===== Supplied material

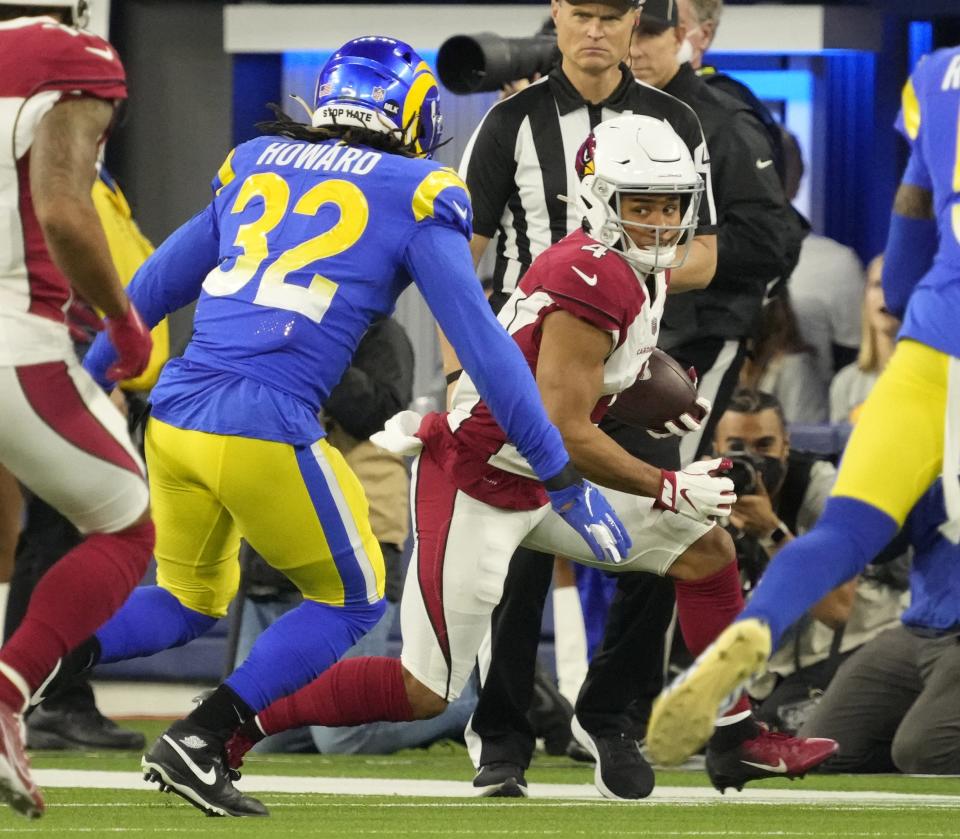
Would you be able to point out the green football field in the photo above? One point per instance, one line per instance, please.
(428, 793)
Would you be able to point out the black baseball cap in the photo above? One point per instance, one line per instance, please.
(622, 5)
(658, 15)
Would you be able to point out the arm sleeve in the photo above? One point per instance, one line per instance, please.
(759, 236)
(488, 167)
(911, 247)
(377, 385)
(438, 259)
(169, 279)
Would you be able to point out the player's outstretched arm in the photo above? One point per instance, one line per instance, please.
(62, 170)
(169, 279)
(911, 244)
(438, 259)
(63, 161)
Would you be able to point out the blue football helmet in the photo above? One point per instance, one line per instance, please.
(383, 85)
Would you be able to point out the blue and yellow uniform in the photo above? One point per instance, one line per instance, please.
(303, 245)
(908, 430)
(897, 448)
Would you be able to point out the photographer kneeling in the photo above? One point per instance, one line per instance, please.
(780, 494)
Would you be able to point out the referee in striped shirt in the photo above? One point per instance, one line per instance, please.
(518, 163)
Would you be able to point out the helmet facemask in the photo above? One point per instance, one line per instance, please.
(670, 245)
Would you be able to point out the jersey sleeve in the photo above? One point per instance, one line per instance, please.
(691, 132)
(488, 167)
(225, 174)
(590, 288)
(440, 264)
(74, 61)
(910, 117)
(909, 122)
(443, 198)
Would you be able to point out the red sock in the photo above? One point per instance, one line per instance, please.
(352, 692)
(706, 607)
(72, 600)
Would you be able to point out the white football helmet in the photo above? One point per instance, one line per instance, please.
(79, 9)
(633, 154)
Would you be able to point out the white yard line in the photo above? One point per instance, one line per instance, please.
(572, 793)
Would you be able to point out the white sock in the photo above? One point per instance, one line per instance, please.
(570, 642)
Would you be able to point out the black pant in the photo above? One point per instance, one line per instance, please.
(624, 675)
(46, 538)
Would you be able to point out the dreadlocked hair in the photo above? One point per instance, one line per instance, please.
(286, 126)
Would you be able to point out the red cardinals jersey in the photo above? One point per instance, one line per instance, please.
(41, 61)
(581, 277)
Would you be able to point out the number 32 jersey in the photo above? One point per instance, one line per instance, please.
(303, 246)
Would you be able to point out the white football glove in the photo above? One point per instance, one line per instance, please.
(685, 423)
(696, 491)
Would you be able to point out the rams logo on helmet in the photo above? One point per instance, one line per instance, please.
(382, 85)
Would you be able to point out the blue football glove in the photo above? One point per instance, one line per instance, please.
(581, 505)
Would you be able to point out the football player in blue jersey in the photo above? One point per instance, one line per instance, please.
(908, 433)
(312, 233)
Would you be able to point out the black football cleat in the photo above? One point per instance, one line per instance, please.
(81, 728)
(190, 761)
(621, 772)
(501, 780)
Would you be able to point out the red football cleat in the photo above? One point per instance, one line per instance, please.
(16, 785)
(770, 754)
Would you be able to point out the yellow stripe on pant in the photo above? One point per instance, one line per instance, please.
(896, 450)
(300, 507)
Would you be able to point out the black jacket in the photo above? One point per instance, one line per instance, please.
(758, 234)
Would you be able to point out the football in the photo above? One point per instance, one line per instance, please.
(664, 394)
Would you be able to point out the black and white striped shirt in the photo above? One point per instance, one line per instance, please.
(522, 155)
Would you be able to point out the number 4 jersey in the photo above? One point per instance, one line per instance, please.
(41, 62)
(303, 246)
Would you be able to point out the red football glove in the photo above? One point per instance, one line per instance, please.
(699, 492)
(131, 339)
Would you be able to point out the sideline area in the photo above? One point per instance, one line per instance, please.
(407, 787)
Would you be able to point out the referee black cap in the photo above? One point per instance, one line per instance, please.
(658, 15)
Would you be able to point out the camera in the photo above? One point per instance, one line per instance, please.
(744, 472)
(486, 61)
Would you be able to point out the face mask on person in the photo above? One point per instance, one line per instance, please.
(773, 470)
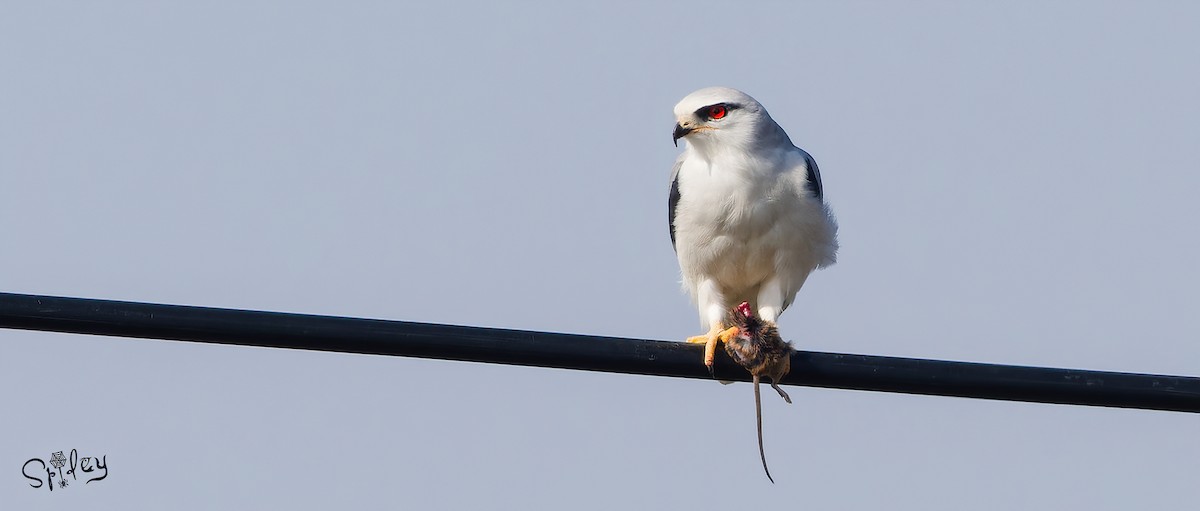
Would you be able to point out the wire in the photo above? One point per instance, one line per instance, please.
(589, 353)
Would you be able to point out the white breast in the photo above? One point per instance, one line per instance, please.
(739, 222)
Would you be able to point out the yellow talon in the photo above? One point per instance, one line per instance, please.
(709, 341)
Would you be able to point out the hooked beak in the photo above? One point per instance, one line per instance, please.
(681, 132)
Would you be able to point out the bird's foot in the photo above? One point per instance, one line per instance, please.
(709, 341)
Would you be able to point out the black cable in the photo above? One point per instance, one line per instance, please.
(589, 353)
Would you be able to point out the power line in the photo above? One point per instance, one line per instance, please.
(589, 353)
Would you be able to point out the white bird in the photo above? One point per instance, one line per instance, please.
(748, 215)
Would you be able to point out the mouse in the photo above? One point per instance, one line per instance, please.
(759, 348)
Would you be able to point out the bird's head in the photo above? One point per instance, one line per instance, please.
(718, 115)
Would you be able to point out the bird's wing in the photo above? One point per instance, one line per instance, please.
(814, 175)
(673, 198)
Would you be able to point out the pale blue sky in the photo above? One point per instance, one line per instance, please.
(1015, 184)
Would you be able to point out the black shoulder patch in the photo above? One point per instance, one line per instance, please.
(672, 202)
(814, 176)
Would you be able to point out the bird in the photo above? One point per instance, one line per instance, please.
(747, 211)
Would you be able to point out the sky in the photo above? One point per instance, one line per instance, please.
(1014, 184)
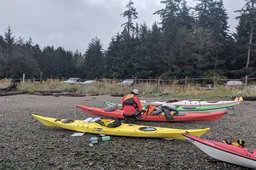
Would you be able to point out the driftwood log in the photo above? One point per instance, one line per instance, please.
(8, 93)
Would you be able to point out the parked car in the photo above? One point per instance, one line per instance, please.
(234, 84)
(89, 82)
(127, 82)
(72, 81)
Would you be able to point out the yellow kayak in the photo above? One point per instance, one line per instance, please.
(113, 127)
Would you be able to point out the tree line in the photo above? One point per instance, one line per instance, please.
(193, 42)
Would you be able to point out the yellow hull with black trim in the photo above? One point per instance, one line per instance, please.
(129, 130)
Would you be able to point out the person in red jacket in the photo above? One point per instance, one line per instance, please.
(131, 105)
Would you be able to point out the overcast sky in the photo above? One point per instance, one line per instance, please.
(72, 24)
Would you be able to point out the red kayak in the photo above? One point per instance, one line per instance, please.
(238, 155)
(181, 116)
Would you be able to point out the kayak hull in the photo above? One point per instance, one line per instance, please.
(183, 108)
(194, 103)
(228, 153)
(129, 130)
(185, 116)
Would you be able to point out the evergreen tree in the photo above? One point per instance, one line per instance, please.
(130, 14)
(212, 16)
(245, 41)
(94, 60)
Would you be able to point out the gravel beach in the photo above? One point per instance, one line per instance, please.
(26, 143)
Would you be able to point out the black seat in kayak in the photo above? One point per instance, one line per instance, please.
(189, 107)
(211, 101)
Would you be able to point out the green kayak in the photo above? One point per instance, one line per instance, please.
(180, 108)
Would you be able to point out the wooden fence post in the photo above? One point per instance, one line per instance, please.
(246, 81)
(186, 81)
(214, 81)
(23, 78)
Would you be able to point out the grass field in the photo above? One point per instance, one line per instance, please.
(146, 89)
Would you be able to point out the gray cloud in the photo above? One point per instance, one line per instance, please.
(73, 23)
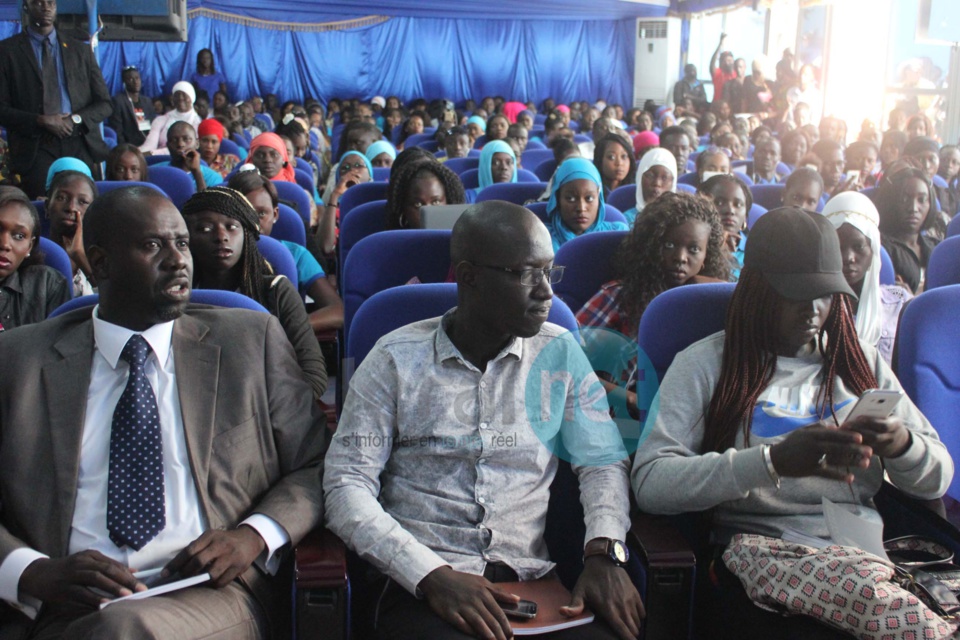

==========

Set problem — Please repeat all of the items above word for word, leaving out the pictures.

Result for this task —
Would you be able to point out the green football field in the photo above? One point per instance, one line per instance, please.
(428, 793)
Would you be able to point out the black baseball cap in the photo above? One point per instance, one line per instance, please.
(622, 5)
(658, 15)
Would you be able to point out the arm sleeve in the photo above? One point per instance, one line per instance, please.
(759, 236)
(488, 167)
(911, 247)
(377, 385)
(438, 259)
(169, 279)
Would you be able to point out the player's outstretched arm in the photo above? One point per instance, one line per instance, please.
(62, 170)
(169, 279)
(911, 244)
(438, 259)
(63, 161)
Would you be able to point out the blue football helmet in the photo above? One point per instance, one line per instance, please.
(383, 85)
Would you be able to point out the blue and yellow uniform in the photo above? One point per instance, one line per instance, please.
(303, 245)
(908, 430)
(897, 448)
Would you be able to point out the photographer kneeling in the photo above? One point per instance, one line per instance, please.
(780, 494)
Would you be able to point out the referee in striped shirt in the photo above? One point per instance, one line per instance, please.
(518, 163)
Would you be able to point out the helmet facemask in the photo above? One point per instance, one line per instance, please.
(670, 245)
Would you be able to point out the jersey sleeve in the photo above? One point per instance, one line per instance, please.
(691, 132)
(488, 167)
(225, 174)
(590, 288)
(440, 264)
(74, 61)
(910, 117)
(909, 122)
(443, 198)
Would you be able to point out the red sock in the photo above? One point per instance, one line per instance, please.
(352, 692)
(706, 607)
(72, 600)
Would you be able to point out the white football helmet in the photo above? One point per instance, one line per instance, please.
(79, 9)
(633, 154)
Would you be able to point out the white yard line in the photo above? One point per instance, one line per instance, please.
(572, 793)
Would you be able to point out the white sock in the photo above? One point per instance, one line per instance, please.
(570, 642)
Would you be able to point out the black pant in the photo above? One point per instance, one line per instance, please.
(624, 675)
(46, 538)
Would you be able to point out the dreadlocked hair in the photo above? One point per instance, one line per instance, please.
(286, 126)
Would you be able to point out the red cardinals jersey in the photo above? One point per instance, one line per instance, please.
(41, 61)
(581, 277)
Would you be able to point out the number 32 jersey in the photo above? One point per instance, one line per instance, please.
(303, 246)
Would you be able to point out the white football glove in the photo above? One point per instance, one line per instance, please.
(685, 423)
(696, 491)
Would you be able to point out the rams logo on helmet in the photo above? One point per instance, one line per instance, please.
(382, 85)
Would you be able to point out the blue football glove in the photo above? One point per instance, one line per instance, please.
(581, 505)
Would you be able to point out the football player in blue jersey in the photo above? One point per instance, one line per instance, please.
(908, 433)
(312, 233)
Would you be able to point out the black football cleat in the photo above? One point per instance, one line per instance, please.
(81, 728)
(190, 761)
(621, 772)
(501, 780)
Would you be able to point out the red football cleat in the photo above? One point per instance, one line per instance, please.
(16, 785)
(770, 754)
Would you be able to point out the yellow stripe on pant in the photo above? One point per instance, one line per instance, please.
(896, 450)
(300, 507)
Would you be able to point out the black jacket in the photo above? One point per instance, one line per instance, please.
(758, 234)
Would you be able to point out the football in the photo above? One point per instance, one line per instance, please.
(664, 394)
Would you be able to point out the black and white striped shirt in the photo above? One point per instance, one line per instance, please.
(522, 155)
Would you be able to point out the number 4 jersey in the photo above? One point per instance, one line per instance, please.
(41, 62)
(303, 246)
Would you be able to point out the red football glove in the photo above? One point per instance, one line per instance, please.
(699, 492)
(131, 339)
Would you be able to point out the sideline area in the photo above? One point per instance, one line per instance, please.
(407, 787)
Would you be able to point out the referee black cap in the photo above? One point per instance, one line per instance, please.
(658, 15)
Would you be able to point out the camera in the photo above? One point per instance, one line per instance, please.
(744, 472)
(486, 61)
Would you be able to point out the face mask on person in the photo above? One point per instance, one line per instance, please.
(773, 470)
Would you be able to point out the wire in the photo above? One point per instance, one line per instance, please.
(589, 353)
Would you be able to point out the white breast in the photo above? One point per instance, one line per instance, please.
(739, 222)
Would you be able to point out the yellow talon in the photo above? One point per instance, one line per instance, please.
(709, 341)
Would you be able to point out the hooked beak in the photo above? One point per instance, one line per instance, please.
(681, 132)
Would you be able to point out the bird's foot in the photo above? One point per instance, one line per instance, please.
(709, 341)
Would you be able to point out the black cable in the photo above? One point per instance, one line per instance, please.
(589, 353)
Would you be able to point out the power line in the photo above? One point per instance, one line per instance, please.
(589, 353)
Would you be able to point out the white bird in the photo above? One point per instance, one line per instance, please.
(748, 215)
Would you be able to point out the mouse in the photo above? One point per instance, one line per instance, please.
(759, 348)
Would you be able to point out the bird's head in the photo above? One point per instance, one line per instance, please.
(718, 115)
Would you be able to point out the bird's wing in the photo above? One point per instance, one line per instance, please.
(814, 175)
(673, 198)
Would you be able to point out the pale blue sky in the photo above? One point per instance, one line per instance, please.
(1015, 184)
Would you be able to point out the black shoulder patch in the photo above? One point per instance, one line per instance, please.
(672, 202)
(814, 176)
Would you be able to point out the bird in the photo above? One point per instance, one line per instance, please.
(747, 211)
Would you be able to point out the sky in the photo above? One point per instance, one line per instance, please.
(1014, 184)
Would you be able to point out the driftwood log in the photo above? One point per instance, one line per instance, please.
(8, 93)
Would you be able to point out the parked car in the photo above? One point per instance, one line per instance, please.
(234, 84)
(89, 82)
(127, 82)
(72, 81)
Would you be able to point out the yellow kayak in the photo above? One point per instance, one line per instance, please.
(113, 127)
Would you be able to point out the tree line in the photo above? One point per instance, one line per instance, please.
(193, 42)
Would you be able to point out the yellow hull with black trim in the photo above? One point per instance, one line per instance, please.
(129, 130)
Would you be able to point out the person in red jacket in the photo above? One point per instance, one line per instance, please.
(131, 105)
Would you be able to point out the overcast sky in the photo above? One point per instance, one line per instance, please.
(72, 24)
Would you be able to point out the red kayak in the photo above? One point per instance, one line per instance, please.
(238, 155)
(181, 116)
Would you be able to point out the kayak hull in the photo above? One point per instance, one line per instance, please.
(183, 108)
(194, 103)
(228, 153)
(129, 130)
(185, 116)
Would you be able to point out the evergreen tree in the photo above? One point per instance, one line per instance, please.
(130, 14)
(212, 16)
(245, 41)
(94, 60)
Would you be able to point out the gravel beach in the photo above? One point per instance, one line per instance, please.
(26, 143)
Would you be able to point out the black seat in kayak in the photo above? One point per instance, one line per instance, please.
(189, 107)
(211, 101)
Would you be able to point out the green kayak in the photo above? One point per instance, one line per instance, please.
(180, 108)
Would you be able to point out the wooden fence post in the photo above? One point per instance, one line per instance, please.
(246, 81)
(186, 81)
(214, 81)
(23, 78)
Would you be able to point out the grass field in the photo above? One point per instance, one line per instance, please.
(146, 89)
Would you be able to point out the gray cloud in the photo above? One point per instance, one line per instance, please.
(73, 23)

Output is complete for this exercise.